AVAILABLE RECORDS
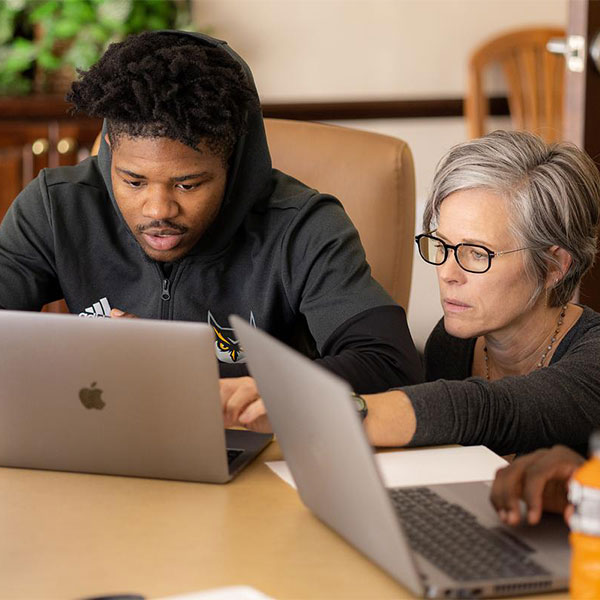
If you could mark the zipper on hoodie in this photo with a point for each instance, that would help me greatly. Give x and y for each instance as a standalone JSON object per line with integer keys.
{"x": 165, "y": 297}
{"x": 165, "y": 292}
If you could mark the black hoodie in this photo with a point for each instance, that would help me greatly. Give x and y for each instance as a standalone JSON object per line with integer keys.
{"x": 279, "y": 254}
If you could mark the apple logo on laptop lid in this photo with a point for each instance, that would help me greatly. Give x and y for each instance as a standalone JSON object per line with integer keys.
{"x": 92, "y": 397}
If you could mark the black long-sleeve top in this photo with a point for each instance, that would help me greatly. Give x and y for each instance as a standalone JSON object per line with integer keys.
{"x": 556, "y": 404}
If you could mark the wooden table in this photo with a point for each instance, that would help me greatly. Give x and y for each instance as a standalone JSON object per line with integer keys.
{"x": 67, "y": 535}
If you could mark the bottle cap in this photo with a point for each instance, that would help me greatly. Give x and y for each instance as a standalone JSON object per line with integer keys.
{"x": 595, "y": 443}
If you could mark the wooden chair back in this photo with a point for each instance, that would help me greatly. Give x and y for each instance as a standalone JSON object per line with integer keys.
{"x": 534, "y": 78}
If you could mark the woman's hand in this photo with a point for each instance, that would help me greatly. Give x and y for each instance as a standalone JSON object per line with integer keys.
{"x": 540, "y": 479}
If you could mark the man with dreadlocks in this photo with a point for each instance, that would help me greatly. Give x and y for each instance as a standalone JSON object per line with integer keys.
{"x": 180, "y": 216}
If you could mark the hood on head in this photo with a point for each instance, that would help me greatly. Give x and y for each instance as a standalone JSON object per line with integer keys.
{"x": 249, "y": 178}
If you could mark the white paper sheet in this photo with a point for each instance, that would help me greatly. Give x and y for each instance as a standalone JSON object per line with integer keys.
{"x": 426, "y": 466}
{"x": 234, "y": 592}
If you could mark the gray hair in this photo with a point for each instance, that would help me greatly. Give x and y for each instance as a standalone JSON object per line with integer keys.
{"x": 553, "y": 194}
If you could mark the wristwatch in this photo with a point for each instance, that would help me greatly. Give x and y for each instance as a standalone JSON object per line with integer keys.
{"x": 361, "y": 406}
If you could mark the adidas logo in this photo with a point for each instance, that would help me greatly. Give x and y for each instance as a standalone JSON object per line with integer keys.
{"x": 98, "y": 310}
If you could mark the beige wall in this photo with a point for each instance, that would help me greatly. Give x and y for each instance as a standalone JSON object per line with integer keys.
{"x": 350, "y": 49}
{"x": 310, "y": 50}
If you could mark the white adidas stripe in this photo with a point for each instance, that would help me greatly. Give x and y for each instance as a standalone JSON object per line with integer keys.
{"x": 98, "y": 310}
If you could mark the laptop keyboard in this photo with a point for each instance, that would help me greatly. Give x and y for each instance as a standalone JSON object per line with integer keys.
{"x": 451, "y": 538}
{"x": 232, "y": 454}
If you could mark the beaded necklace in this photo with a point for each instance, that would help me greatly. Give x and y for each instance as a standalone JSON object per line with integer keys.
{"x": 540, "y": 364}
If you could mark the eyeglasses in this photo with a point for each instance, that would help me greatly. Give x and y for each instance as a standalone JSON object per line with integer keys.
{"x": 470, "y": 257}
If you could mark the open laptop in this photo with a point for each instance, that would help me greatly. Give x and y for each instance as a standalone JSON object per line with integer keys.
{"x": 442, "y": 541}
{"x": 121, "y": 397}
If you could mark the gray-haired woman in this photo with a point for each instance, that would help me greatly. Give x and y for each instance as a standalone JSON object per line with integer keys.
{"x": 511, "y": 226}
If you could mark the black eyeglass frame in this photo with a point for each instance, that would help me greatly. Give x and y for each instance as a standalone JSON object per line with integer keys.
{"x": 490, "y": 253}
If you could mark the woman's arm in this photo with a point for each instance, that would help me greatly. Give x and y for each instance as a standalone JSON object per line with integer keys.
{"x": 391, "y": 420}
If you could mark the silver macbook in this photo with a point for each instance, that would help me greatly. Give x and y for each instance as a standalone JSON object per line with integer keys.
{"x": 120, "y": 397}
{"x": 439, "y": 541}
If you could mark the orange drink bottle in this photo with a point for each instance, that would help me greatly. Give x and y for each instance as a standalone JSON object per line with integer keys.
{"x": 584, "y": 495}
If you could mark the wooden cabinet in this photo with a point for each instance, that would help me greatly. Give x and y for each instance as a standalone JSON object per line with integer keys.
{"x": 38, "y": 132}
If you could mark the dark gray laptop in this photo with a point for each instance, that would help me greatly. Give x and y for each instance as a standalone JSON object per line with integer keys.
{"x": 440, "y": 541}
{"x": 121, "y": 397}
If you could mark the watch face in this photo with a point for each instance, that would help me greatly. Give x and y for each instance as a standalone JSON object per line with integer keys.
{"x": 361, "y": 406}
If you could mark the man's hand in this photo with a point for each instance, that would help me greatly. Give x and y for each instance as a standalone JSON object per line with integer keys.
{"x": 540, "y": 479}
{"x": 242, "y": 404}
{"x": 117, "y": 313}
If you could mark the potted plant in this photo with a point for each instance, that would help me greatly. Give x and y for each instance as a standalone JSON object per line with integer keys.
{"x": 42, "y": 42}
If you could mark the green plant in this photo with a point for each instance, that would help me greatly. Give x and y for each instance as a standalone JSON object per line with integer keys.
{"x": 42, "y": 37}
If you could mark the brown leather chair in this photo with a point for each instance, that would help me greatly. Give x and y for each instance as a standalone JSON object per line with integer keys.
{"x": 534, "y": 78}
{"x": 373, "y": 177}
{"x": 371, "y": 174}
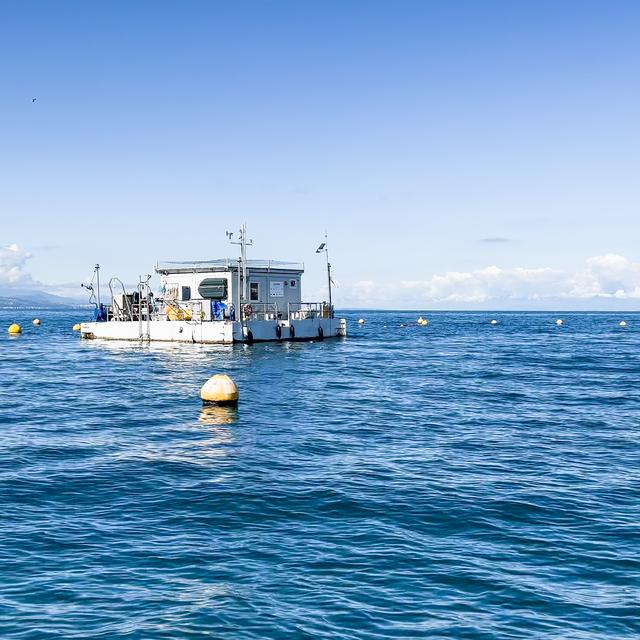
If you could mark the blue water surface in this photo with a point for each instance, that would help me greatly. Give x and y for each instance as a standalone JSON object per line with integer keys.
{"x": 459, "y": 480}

EXERCISE DESCRIPTION
Retype the lines exactly. Begin at the one that holds "If you could mark the man's", stop at the last line of the entries above, and drop the pictures.

OUTPUT BELOW
If you could mark the man's hand in this photo with a point for each instance, that would help me greatly. Give x and y for each instance as a standalone JSON object per line with integer keys.
{"x": 540, "y": 479}
{"x": 242, "y": 404}
{"x": 117, "y": 313}
If you could mark the potted plant in this photo with a point for each instance, that would help me greatly. Give x and y for each instance as a standalone JSON object per line with integer keys.
{"x": 42, "y": 42}
If you could mark the green plant in this photo with a point for each instance, that would help me greatly. Give x and y for each instance as a standalone JSON object per line with integer keys.
{"x": 42, "y": 37}
If you could mark the brown leather chair in this photo with a point for each instance, that would help me greatly. Give x and y for each instance as a standalone JSON object per line with integer keys.
{"x": 534, "y": 78}
{"x": 373, "y": 177}
{"x": 371, "y": 174}
If you could mark the blue water surface in this photo with a point for each instance, that would help me greatly. Give x and y for each instance as a standalone JSON object per line with integer keys.
{"x": 459, "y": 480}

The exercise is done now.